(Records drawn from a dataset)

____________

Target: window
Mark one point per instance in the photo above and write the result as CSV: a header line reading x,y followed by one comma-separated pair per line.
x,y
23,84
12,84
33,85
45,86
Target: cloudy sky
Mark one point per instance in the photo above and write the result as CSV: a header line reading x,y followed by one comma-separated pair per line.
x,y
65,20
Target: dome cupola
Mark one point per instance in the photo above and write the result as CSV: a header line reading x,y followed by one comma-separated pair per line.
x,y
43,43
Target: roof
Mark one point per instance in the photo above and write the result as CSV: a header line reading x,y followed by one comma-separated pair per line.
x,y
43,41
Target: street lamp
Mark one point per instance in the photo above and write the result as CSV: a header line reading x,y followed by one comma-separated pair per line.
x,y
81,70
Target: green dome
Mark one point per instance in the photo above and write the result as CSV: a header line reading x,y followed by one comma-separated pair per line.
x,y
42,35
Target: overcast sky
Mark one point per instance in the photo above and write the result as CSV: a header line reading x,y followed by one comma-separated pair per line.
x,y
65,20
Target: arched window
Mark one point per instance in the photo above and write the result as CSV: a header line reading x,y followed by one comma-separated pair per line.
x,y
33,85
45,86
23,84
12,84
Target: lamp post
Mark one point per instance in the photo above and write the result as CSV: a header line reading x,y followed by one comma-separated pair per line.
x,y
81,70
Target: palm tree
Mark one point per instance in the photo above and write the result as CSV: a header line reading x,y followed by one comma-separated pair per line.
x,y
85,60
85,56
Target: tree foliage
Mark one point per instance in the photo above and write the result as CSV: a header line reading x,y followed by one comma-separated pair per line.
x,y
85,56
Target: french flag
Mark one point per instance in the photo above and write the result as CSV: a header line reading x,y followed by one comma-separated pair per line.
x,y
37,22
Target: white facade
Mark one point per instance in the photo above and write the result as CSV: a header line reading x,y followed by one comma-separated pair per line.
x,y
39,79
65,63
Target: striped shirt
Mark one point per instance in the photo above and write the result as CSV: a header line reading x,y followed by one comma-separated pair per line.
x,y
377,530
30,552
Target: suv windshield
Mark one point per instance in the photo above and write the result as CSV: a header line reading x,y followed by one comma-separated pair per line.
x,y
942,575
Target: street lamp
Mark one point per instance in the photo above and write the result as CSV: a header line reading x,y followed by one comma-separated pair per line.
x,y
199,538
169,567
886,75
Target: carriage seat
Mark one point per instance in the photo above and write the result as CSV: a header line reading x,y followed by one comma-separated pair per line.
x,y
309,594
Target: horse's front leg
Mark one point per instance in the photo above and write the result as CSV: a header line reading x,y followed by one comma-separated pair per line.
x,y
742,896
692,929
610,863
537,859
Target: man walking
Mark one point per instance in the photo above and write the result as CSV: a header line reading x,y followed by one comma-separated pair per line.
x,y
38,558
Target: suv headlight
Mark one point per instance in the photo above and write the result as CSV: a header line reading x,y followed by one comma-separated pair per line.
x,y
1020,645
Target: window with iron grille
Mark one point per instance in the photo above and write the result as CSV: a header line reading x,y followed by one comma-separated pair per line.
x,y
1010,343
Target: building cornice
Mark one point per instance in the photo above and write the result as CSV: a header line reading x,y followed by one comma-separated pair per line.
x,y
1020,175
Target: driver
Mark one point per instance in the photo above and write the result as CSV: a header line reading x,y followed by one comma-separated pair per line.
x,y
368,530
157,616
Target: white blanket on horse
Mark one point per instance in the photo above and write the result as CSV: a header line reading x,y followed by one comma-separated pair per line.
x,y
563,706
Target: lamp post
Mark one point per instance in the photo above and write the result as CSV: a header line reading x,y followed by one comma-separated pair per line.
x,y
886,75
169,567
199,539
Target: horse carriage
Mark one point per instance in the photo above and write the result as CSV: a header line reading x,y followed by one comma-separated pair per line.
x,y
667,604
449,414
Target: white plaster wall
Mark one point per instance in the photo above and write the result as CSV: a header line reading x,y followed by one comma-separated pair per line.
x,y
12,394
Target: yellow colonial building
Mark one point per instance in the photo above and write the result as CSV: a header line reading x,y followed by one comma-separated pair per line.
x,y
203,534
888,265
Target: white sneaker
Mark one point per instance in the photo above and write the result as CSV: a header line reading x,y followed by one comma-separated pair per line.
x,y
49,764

____________

* _PROBLEM STATEMENT_:
Return a faithful copy of all the records above.

* _THE ANSWER_:
Target: window
Mark one point per instance in the photo above and write the result as CSV: a header line reading x,y followed by one comma-separated pair per line.
x,y
23,84
12,84
33,85
45,86
Target: cloudy sky
Mark one point per instance in the photo above and write the result as CSV: a header line reading x,y followed by one comma-separated pair per line.
x,y
65,20
Target: dome cupola
Mark one point per instance in the photo above and write the result as CSV: a header line reading x,y followed by one comma-separated pair per line.
x,y
43,43
Target: roof
Mark one point per instance in the photo above and write the result as CSV: a header line reading x,y followed by one comma-separated pair per line.
x,y
43,41
Target: street lamp
Mark one point per instance in the photo above and write the result as CSV: a header line reading x,y followed by one comma-separated pair per line.
x,y
81,70
Target: green dome
Mark one point per instance in the photo above and write the result as CSV: a header line reading x,y followed by one comma-separated pair per line.
x,y
42,35
Target: overcast sky
Mark one point per instance in the photo above and write the result as CSV: a header line reading x,y followed by one comma-separated pair per line.
x,y
65,20
Target: arched window
Mark one point per instance in the photo above and write the result as CSV: a header line reading x,y followed by one comma-separated pair per line.
x,y
33,85
45,86
23,84
12,84
Target: lamp post
Mark one point per instance in the photo above and write the result as CSV: a header line reading x,y followed by one comma-separated pair per line.
x,y
81,70
Target: palm tree
Mark one point per instance in the photo above and write the result as CSV: a header line reading x,y followed by one comma-separated pair per line.
x,y
85,60
85,56
Target: tree foliage
Mark one point per instance in the photo above and write the result as CSV: a header line reading x,y followed by one comma-separated pair per line.
x,y
85,56
Target: french flag
Mark one point per instance in the photo above and write the result as CSV: a header line reading x,y followed by one comma-separated pair per line.
x,y
37,22
Target: white facade
Mark one point per instance in the photo above and write the result as CSV: a header line reading x,y followed by one comma-separated pair per line.
x,y
39,79
65,63
Target: striped shirt
Mark one point per instance in the photo above and write the result as CSV: a header line reading x,y followed by one comma-separated pair per line.
x,y
377,530
30,552
Target: suv windshield
Mark one point per instance in the photo above and write the result as CSV: a header line reading x,y followed by one comma-separated pair per line.
x,y
942,575
Target: street lamp
Mark one point per instance in the photo above and write the result as CSV: a header line reading x,y followed by one comma-separated pair per line.
x,y
199,538
169,567
886,75
Target: carriage seat
Mark one point per instance in the photo above and write the result as CSV: a header line reading x,y followed by one comma-separated pair per line.
x,y
309,594
Target: horse's front leg
Mark one point per instance in the photo above and write the result as CSV: a header line reading x,y followed by one comma-separated pair per line.
x,y
742,896
692,929
610,863
537,859
Target: man walking
Mark one point per instance in the photo above and write the result as CSV: a header line reading x,y followed by one comma-separated pair per line.
x,y
38,558
Target: suv headlight
Mark one point per instance in the photo above and write the result as CSV: a header line reading x,y followed by one comma-separated pair per line.
x,y
1020,645
Target: window with iron grille
Mark one point per instance in the photo above and write the result as CSV: a header line reading x,y followed by one comma-separated pair per line.
x,y
1010,343
Target: building cornice
Mark one point per instance in the photo above and write the result as CSV: a header line reading x,y followed by one comma-separated pair per line.
x,y
1020,175
Target: driver
Mark one point per instance in the photo above and write the result as CSV: a header line reading x,y followed by one comma-separated pair per line.
x,y
368,530
157,616
Target: white blanket on horse
Mark one point per instance in the photo above and write the result as CSV: a header line reading x,y followed by one comma-separated pair per line.
x,y
563,706
Target: lamp post
Mark one point per instance in the photo above and write the result as CSV: a header line reading x,y followed by one comma-separated pair per line.
x,y
886,75
169,567
199,539
Target: horse carriage
Mark one point per instance in the photo above and write the result as CSV: a header line reading x,y followed by one comma-separated pair per line.
x,y
667,604
449,414
Target: white plaster wall
Mark one point per instance in the photo above and write the result as CSV: a header line reading x,y followed by one comma-separated pair per line.
x,y
12,394
Target: yellow colonial building
Mark one point per instance in the photo above and write the result as CSV: a header line reading x,y followed by one comma-separated pair per line.
x,y
203,534
888,265
Target: white sneaker
Mark one point per instance in the photo above and write the result as CSV: a header line reading x,y followed by one comma-separated pair per line.
x,y
49,764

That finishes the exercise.